■ **Requirements**:
Produce a verbatim transcription of the records below, beginning at the line containing "the white house" and ending at the final line; include only those lines.

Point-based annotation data
· · · ·
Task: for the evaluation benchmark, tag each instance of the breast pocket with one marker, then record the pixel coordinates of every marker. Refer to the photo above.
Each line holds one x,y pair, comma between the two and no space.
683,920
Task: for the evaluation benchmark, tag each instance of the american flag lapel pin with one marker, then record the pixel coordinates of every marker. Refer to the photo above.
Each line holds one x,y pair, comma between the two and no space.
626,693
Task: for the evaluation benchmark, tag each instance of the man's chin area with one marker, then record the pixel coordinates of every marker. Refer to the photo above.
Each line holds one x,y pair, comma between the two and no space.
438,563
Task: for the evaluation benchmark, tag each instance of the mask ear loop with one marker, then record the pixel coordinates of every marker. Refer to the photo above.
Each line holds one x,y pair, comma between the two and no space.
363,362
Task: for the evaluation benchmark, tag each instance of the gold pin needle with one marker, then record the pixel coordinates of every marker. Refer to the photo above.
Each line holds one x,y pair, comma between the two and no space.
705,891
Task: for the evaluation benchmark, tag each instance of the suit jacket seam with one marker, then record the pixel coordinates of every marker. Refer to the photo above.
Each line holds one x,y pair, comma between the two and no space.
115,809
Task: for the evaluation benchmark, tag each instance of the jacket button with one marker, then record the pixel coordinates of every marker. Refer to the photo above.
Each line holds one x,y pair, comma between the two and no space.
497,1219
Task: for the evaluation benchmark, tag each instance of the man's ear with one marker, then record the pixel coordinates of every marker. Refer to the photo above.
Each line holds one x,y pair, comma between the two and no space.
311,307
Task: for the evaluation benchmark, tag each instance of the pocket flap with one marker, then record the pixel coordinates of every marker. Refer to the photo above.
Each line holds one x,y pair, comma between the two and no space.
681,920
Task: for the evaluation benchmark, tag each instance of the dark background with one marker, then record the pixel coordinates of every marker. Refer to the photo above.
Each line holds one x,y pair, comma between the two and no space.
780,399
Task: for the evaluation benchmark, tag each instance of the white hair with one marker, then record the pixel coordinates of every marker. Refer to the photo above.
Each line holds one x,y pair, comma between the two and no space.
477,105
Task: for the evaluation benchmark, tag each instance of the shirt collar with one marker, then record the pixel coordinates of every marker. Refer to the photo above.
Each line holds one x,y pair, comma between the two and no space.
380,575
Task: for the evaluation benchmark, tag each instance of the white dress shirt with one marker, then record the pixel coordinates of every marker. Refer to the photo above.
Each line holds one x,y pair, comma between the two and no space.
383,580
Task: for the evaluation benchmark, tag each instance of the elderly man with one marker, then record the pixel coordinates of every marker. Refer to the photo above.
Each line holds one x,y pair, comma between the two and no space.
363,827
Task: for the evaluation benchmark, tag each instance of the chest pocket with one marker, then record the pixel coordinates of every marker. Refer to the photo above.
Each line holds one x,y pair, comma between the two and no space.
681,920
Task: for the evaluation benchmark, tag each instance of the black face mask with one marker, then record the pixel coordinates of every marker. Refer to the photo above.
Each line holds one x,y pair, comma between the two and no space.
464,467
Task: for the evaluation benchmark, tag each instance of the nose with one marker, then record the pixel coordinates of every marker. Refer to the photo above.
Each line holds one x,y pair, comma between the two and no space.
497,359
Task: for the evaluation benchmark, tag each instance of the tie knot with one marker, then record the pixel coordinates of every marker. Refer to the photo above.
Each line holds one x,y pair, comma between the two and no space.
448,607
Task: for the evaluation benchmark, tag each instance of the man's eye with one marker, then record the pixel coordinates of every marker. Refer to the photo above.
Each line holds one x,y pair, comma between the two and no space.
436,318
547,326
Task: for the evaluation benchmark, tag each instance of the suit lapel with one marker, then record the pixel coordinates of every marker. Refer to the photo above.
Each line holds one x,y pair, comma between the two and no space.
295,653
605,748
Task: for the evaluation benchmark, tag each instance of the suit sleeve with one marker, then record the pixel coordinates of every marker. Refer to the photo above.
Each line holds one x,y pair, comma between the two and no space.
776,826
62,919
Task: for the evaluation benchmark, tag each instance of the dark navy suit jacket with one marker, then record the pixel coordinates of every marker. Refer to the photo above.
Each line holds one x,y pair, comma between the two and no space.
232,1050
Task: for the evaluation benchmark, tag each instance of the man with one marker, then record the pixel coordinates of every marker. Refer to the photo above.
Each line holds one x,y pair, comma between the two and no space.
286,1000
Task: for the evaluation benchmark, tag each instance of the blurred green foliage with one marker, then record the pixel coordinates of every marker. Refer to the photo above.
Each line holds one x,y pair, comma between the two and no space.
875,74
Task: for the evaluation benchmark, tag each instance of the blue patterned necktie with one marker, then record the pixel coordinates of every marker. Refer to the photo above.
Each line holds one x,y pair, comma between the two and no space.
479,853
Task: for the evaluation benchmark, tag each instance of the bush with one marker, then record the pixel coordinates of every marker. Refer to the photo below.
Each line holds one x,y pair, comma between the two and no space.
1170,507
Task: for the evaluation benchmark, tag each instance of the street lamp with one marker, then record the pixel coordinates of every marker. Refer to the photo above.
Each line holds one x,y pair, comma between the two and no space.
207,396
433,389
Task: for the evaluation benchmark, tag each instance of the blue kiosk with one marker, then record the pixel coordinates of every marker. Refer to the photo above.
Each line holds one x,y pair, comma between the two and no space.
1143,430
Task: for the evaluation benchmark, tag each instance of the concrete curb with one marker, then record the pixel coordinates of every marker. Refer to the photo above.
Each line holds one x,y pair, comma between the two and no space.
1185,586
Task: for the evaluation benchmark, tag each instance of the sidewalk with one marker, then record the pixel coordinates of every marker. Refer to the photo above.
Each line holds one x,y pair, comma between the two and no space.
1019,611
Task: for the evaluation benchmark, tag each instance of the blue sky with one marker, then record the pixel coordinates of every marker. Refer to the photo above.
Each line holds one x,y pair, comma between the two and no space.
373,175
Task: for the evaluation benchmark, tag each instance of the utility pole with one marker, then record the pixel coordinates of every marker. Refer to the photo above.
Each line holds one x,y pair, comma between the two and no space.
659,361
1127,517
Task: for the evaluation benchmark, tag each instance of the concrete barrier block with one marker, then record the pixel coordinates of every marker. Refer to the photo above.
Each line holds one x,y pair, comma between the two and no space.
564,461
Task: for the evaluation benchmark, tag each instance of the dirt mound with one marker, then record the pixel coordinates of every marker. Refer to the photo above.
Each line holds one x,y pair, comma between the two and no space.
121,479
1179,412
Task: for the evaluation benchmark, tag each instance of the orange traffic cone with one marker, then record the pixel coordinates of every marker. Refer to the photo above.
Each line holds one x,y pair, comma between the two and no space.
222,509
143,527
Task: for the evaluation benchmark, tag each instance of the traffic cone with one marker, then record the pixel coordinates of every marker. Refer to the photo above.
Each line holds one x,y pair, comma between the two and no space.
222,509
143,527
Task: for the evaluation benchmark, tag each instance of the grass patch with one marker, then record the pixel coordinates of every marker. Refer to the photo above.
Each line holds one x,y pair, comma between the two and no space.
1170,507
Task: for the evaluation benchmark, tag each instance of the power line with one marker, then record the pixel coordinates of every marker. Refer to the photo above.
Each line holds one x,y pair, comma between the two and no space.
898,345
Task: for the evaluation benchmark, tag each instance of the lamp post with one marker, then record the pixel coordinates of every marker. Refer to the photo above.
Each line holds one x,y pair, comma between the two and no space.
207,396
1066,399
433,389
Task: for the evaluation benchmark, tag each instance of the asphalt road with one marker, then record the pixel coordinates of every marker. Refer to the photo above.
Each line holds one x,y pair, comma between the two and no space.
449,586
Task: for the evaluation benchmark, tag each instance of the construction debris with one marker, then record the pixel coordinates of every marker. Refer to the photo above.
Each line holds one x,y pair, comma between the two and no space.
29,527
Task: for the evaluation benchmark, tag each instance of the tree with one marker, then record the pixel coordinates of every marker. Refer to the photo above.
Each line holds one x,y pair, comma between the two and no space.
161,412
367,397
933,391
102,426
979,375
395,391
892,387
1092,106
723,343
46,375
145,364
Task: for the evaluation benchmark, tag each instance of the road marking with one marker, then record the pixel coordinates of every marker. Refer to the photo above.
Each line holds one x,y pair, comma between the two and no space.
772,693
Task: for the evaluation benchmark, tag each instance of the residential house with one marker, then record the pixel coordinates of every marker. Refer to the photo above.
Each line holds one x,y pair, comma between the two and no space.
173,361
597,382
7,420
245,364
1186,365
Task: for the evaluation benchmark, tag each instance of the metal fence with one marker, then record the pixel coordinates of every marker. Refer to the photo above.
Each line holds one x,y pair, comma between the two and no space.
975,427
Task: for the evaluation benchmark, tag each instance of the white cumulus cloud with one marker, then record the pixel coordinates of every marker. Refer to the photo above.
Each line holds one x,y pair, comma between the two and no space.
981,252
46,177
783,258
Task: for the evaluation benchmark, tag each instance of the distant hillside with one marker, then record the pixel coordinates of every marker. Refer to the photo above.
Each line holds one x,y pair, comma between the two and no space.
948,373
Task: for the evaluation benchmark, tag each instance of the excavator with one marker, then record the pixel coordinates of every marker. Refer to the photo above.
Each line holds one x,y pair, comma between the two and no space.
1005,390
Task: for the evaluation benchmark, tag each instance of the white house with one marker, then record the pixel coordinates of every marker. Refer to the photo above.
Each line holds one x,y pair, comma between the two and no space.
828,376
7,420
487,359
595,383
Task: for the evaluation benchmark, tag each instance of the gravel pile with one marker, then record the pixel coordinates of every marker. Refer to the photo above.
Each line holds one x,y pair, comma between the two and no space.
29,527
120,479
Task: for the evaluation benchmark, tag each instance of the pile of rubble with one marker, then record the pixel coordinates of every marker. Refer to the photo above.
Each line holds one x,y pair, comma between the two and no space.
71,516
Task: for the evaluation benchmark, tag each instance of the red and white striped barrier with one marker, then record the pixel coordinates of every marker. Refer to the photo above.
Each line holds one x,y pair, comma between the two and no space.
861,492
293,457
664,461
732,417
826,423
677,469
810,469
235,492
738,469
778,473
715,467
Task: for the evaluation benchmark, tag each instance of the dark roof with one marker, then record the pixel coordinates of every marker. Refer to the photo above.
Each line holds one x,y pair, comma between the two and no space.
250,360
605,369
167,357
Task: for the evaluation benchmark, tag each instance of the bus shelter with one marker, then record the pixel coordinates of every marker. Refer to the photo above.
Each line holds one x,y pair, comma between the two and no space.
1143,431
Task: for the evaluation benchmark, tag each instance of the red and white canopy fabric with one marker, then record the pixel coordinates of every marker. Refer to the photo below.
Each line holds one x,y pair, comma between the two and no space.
· · · ·
■ **Result**:
Task: for the evaluation benchmark, tag each instance of the white house with one marker, then record the pixel coordinates of every marker. Refer to the photo above.
Each line holds one x,y pair, comma between the two and no space.
828,376
7,420
487,359
595,383
Task: for the evaluation benchmark, tag each instance of the gravel pile with one marker, then record the pixel coordinates of every marker. Refer to the photo above.
Each line holds one x,y pair, comma between the two and no space.
29,527
120,479
Task: for the evaluation benchmark, tag each instance of the pile of rubble with one marker, then record the pixel coordinates of every marker. Refer to the photo above.
Each line holds one x,y pair, comma between the two and no space.
71,516
Task: for the evaluation benchmark, tag each instance of the red and white striped barrier with one marker, then record the pixel coordinates of every marker. Refer to the photo above.
Each line holds one x,y pair, comma between the two and no space.
861,492
293,457
664,461
732,417
826,423
677,469
810,469
235,492
738,469
778,473
715,467
Task: for the evaluation benchmark, tag each instance of the dark roof with one marker, then record the pixel coordinates of every marker. Refer to the photo above.
Each line holds one x,y pair, comma between the two and no space.
250,360
605,369
167,357
Task: for the evaluation benchmark, tag each instance of the bus shelter with one marker, then record the pixel coordinates of every marker. Refer to the photo above.
Each line holds one x,y pair, comma between the two and no space.
1143,431
Task: for the evaluation benchmark, tag each instance of the red and white canopy fabric with one marker, then record the pixel coordinates of every marker. Refer to the photo below.
Each line holds one x,y pair, comma between the two and no space.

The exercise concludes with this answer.